Instruction: Print the records below line for line without any changes, leaving out the pictures.

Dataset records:
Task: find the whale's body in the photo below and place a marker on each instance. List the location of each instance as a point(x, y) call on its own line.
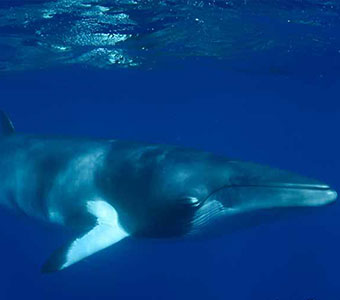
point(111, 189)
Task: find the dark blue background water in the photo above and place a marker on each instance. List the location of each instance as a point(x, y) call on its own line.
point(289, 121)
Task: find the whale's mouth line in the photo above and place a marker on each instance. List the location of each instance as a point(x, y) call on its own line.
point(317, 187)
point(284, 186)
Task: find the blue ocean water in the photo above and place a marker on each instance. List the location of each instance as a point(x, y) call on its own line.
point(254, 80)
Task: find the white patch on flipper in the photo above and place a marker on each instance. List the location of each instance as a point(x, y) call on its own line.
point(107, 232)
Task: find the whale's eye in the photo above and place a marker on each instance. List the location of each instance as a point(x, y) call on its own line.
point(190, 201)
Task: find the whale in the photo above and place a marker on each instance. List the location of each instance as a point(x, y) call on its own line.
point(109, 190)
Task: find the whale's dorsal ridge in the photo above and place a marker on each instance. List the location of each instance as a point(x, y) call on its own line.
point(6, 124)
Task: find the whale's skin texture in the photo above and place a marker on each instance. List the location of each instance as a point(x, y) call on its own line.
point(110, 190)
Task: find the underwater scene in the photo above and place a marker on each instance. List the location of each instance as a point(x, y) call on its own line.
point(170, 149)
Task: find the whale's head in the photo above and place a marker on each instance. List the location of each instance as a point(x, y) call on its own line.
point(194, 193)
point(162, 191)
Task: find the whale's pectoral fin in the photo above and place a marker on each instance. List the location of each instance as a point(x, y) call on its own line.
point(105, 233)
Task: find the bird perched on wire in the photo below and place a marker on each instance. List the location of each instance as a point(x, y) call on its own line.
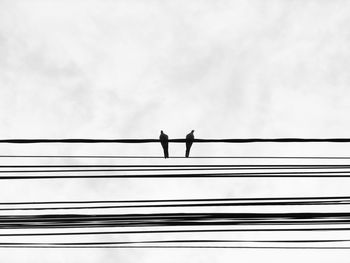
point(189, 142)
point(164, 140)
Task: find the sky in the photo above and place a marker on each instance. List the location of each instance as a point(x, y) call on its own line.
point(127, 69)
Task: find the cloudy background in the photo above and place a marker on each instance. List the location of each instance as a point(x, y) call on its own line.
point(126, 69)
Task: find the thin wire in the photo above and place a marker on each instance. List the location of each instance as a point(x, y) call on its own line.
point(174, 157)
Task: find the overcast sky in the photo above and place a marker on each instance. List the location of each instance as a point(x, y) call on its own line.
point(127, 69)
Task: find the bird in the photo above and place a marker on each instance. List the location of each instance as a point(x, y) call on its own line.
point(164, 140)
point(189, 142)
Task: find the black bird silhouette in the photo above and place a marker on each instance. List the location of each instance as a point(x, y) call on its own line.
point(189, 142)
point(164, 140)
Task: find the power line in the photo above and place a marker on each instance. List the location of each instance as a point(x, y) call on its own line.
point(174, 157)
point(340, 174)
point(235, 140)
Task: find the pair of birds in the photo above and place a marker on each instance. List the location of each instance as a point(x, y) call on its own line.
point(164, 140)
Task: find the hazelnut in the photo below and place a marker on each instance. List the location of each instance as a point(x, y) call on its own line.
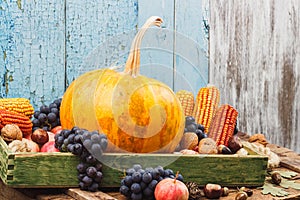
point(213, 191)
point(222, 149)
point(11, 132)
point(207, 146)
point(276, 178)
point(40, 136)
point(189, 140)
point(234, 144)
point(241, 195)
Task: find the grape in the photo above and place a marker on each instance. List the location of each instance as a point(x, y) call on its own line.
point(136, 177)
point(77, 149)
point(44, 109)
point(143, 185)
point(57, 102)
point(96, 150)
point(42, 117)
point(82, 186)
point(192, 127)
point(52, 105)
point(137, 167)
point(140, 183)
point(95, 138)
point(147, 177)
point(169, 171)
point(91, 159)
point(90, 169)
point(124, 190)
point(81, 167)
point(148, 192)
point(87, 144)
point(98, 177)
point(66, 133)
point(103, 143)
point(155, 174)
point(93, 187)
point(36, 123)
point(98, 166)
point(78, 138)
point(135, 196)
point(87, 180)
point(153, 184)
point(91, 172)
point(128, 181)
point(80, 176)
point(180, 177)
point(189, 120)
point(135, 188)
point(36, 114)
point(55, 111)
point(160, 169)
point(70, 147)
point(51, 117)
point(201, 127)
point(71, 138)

Solution for this problem:
Task: find the whale's body in the photo below and place a marker on each instance. List the location of each instance as a point(x, y) call on its own line.
point(111, 189)
Task: find the dark blue background water in the photo above and place a marker on each instance. List the location of each instance as a point(x, y) call on its own line.
point(289, 121)
Task: find the whale's mouth line in the photo above and place a marker on each instance. List the location of each instance as a point(x, y) call on its own line.
point(317, 187)
point(284, 186)
Task: find the blue ocean water in the photo above and place a marker on each instance. List the location of each instance as a point(x, y) call on its own line.
point(254, 80)
Task: find the white patch on flipper in the photo above and place a marker on each instance. List the location of each instance as a point(x, y) call on its own line.
point(107, 232)
Task: find the whale's eye in the photo above and place a marker on each instance. List the location of each instance as a point(x, y) call on its own line.
point(190, 201)
Task: find the whale in the photo above and place a marker on each instance. List the location of each instance as a point(x, y) call on its own line.
point(109, 190)
Task: find the whale's dorsal ridge in the photo above and place a marker on each instance. List the location of each instance as a point(x, y) call on its own line.
point(6, 124)
Task: find the whale's skin texture in the photo above and place a marker on each instance. List the location of each instance as a point(x, y) call on its own line.
point(110, 190)
Task: find the underwater scene in the photo above and place a marker on each instance. List the location of each instance as a point(x, y) call on its own line.
point(170, 149)
Task: find the whale's head in the photo above and place a marker on each instance. List the location of each instance as a point(x, y) call on its own line.
point(194, 193)
point(162, 191)
Task: find the whale's pectoral fin in the photo above and place a marker on each instance. List the location of each instance as a point(x, y) call on its own line.
point(105, 233)
Task: find the bird perched on wire in the photo below and place a marker on each instance. List the location of each instance as a point(x, y) call on its own line.
point(189, 142)
point(164, 140)
Task: find the sky in the photo above and place a marker on each instance. List the location of each instance as a point(x, y) call on its own line.
point(127, 69)
Task: find the cloudy background in the photo above and place a marker on each instance. List the location of each instance as a point(x, y) call on its own line.
point(126, 69)
Task: find the thin wire in the photo above and place a marker on each instance. List the location of each instance as a point(x, y) call on its own line.
point(174, 157)
Task: find the overcast sky in the photo above and place a marker on each instance. List the location of each instance as a point(x, y) call on its own line.
point(127, 69)
Task: find the bird in the photo above and place a marker on each instance. List the location of each instance as a point(x, y) call on its own line.
point(164, 140)
point(189, 142)
Task: find the black bird silhouette in the photo above and place a marker on each instance. List the location of each instance as a point(x, y) call on its own line.
point(189, 142)
point(164, 140)
Task: find the power line in the photo above and place a marker on each instance. List the location of each instance as a point(x, y) call on its own line.
point(174, 157)
point(340, 174)
point(235, 140)
Task: find the pair of birds in the photo above and place a marker on each instance. List the location of each instance as a point(x, y) call on its own line.
point(164, 140)
Task: find the hazelnut in the photo below and place a marker on each instance. List the location of each instance as a point(x, y) call on its own line.
point(213, 191)
point(222, 149)
point(11, 132)
point(207, 146)
point(276, 178)
point(40, 136)
point(189, 140)
point(234, 144)
point(241, 195)
Task: find the grape in the photo above and place a marker on each instance. List the location of each instance as a point(x, y) call on its own line.
point(136, 177)
point(77, 149)
point(44, 109)
point(143, 185)
point(57, 102)
point(96, 150)
point(42, 117)
point(82, 186)
point(192, 127)
point(52, 105)
point(137, 167)
point(140, 183)
point(95, 138)
point(147, 177)
point(169, 171)
point(91, 159)
point(90, 169)
point(124, 190)
point(81, 167)
point(148, 192)
point(87, 144)
point(98, 177)
point(66, 133)
point(103, 143)
point(155, 174)
point(93, 187)
point(36, 123)
point(98, 166)
point(78, 138)
point(135, 196)
point(87, 180)
point(153, 184)
point(91, 172)
point(128, 181)
point(80, 176)
point(180, 177)
point(189, 120)
point(135, 188)
point(36, 114)
point(55, 111)
point(160, 169)
point(70, 147)
point(51, 117)
point(201, 127)
point(71, 138)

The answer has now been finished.